(SOURCE)
If you have that in your area, I think that that would be wonderful. If you don't have one for you to start, and it's just like you just manage this page and it's not like you're advertising things for sale. Sometimes somebody will be like look, I have this, it's brand new, I'd like to try to sell it. And then you go off of the site. I'd like to work on that, just let people know. But mainly it's free and it's really neat because in Seattle they also have another page and I can't remember the name of this one. But it's like if you need a certain tool, for example, and you have that tool and somebody posts I need an electric screwdriver to assemble something, literally, somebody says I have one, I'll put this out there, come get it, use it, and then you bring it back. This is in Seattle, everyone a humongous city, and I don't even know what to call it the confidence that you have that someone's not going to steal. It is incredible.

(RECORDS SUPPLIED)

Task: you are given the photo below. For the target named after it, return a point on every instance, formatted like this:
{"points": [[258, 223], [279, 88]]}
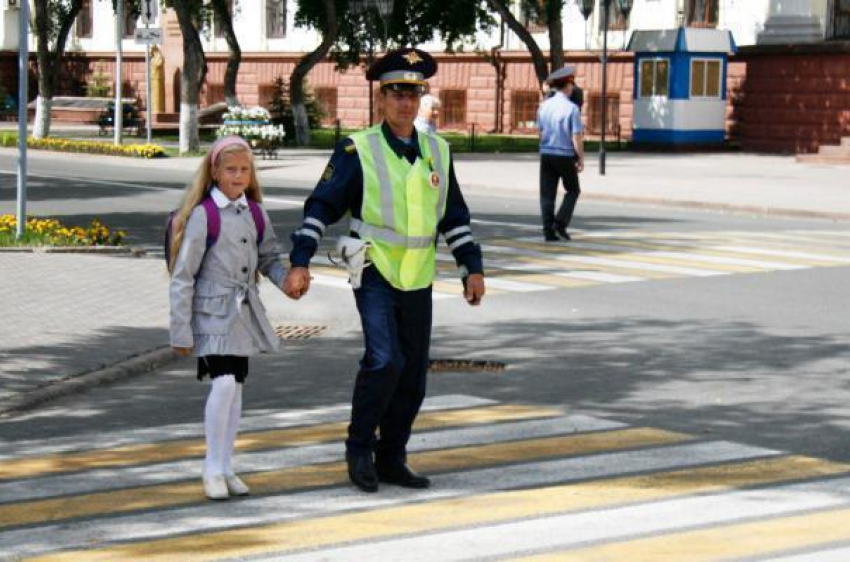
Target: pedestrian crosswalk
{"points": [[510, 482], [527, 264]]}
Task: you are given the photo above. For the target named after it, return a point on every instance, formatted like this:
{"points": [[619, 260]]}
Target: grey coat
{"points": [[215, 305]]}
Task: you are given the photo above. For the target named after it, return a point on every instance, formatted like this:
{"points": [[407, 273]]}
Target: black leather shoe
{"points": [[361, 472], [562, 231], [402, 475]]}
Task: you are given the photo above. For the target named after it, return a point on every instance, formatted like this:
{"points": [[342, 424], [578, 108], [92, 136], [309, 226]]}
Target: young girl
{"points": [[216, 313]]}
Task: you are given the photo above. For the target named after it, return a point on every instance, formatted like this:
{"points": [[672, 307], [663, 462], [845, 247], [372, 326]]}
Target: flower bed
{"points": [[87, 147], [254, 125], [50, 232]]}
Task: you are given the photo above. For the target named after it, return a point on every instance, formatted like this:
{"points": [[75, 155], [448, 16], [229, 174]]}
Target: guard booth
{"points": [[680, 86]]}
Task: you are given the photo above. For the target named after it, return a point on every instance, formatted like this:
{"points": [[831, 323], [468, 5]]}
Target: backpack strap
{"points": [[259, 219], [213, 220]]}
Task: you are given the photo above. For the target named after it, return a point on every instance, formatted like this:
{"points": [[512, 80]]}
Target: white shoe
{"points": [[235, 486], [215, 487]]}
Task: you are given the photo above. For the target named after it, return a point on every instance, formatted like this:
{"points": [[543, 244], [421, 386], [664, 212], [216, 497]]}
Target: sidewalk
{"points": [[68, 315]]}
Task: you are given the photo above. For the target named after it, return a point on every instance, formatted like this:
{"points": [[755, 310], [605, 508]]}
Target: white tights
{"points": [[221, 424]]}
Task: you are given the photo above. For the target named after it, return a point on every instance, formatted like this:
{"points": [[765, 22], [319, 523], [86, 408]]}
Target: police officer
{"points": [[400, 189], [561, 153]]}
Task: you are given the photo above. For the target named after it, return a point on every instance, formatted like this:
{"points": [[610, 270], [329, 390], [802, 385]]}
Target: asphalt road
{"points": [[721, 327]]}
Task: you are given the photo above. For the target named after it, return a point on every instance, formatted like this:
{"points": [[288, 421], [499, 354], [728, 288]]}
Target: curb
{"points": [[112, 250], [728, 207], [142, 363]]}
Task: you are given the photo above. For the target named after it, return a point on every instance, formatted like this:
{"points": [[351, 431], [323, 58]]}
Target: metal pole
{"points": [[23, 95], [118, 116], [605, 4], [148, 84]]}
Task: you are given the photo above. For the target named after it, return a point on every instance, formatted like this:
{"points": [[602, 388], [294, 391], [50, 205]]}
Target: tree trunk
{"points": [[49, 61], [307, 62], [554, 9], [191, 81], [537, 58], [235, 57]]}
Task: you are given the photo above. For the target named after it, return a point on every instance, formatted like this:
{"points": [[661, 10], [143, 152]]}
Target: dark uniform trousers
{"points": [[390, 385], [552, 169]]}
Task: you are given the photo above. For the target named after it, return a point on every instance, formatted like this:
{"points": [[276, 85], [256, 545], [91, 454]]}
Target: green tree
{"points": [[347, 37], [53, 20]]}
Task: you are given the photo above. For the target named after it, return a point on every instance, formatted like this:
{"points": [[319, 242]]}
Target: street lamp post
{"points": [[586, 10]]}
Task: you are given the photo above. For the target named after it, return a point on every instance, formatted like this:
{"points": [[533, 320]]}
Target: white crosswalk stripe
{"points": [[509, 481]]}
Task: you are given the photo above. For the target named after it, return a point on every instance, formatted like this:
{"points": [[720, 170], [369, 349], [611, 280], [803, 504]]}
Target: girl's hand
{"points": [[297, 282]]}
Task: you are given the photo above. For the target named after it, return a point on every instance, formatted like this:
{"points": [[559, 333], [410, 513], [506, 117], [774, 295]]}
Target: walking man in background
{"points": [[429, 111], [561, 154]]}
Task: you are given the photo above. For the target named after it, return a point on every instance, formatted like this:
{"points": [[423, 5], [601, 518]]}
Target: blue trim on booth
{"points": [[674, 136]]}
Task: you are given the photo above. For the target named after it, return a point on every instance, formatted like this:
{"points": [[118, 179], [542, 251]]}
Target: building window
{"points": [[275, 19], [84, 20], [327, 99], [534, 17], [705, 78], [701, 13], [524, 105], [453, 113], [131, 16], [219, 25], [654, 77], [612, 113], [616, 20], [839, 20]]}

(TASKS TO CARRY OUT)
1. Render this sentence from the passage on community sharing pages into Spanish: "But mainly it's free and it's really neat because in Seattle they also have another page and I can't remember the name of this one."
2. Carry on the passage on community sharing pages from its last sentence.
The listing is separate material and is unrelated to the passage on community sharing pages.

(RESPONSES BY TASK)
1. Pero principalmente es gratis y es realmente genial porque en Seattle también tienen otra página y no recuerdo el nombre de esta.

2.
Speaker 1:

I was out there with my daughter. She was getting married and I needed to repair no, I needed to alter her dress. That's what it was. I needed a sewing machine. I'm like, well, I think we could probably rent one. She's like, no, let me go to this page. Someone's like, yep, I have a sewing machine, come get it. It was, in this case, shit thread everything. I was able to alter her dress and we took it right back. I was like that is wonderful. I love that service thing. I think that's the sweetest thing that people are like look, I have this, you can borrow it. It's just this honor system. This is a huge city and people just bring it right back. It's just wonderful. I love those ideas. If there's something that I run across, I don't need this anymore. I don't want this anymore.

Speaker 1:

You listed on the common table or the buy nothing pages and you can repurpose that through someone close to you and your neighborhood or community, but definitely doing a lot of cleaning. And I want to really praise the fact that you work from where you are. I love seeing amazing studios that are she-sheds and these dedicated spaces. I remember what's in the notebook Okay, I've got so many tainted so I think of when I start talking. But when Allie's art studio is set up and she sees that, that's the most romantic part in the movie for me over everything, I lost my mind thinking, holy crap, he knew how much she loved to paint and created this space for her and just floored me. I loved that. So I absolutely love seeing a beautiful, cool, curated studio.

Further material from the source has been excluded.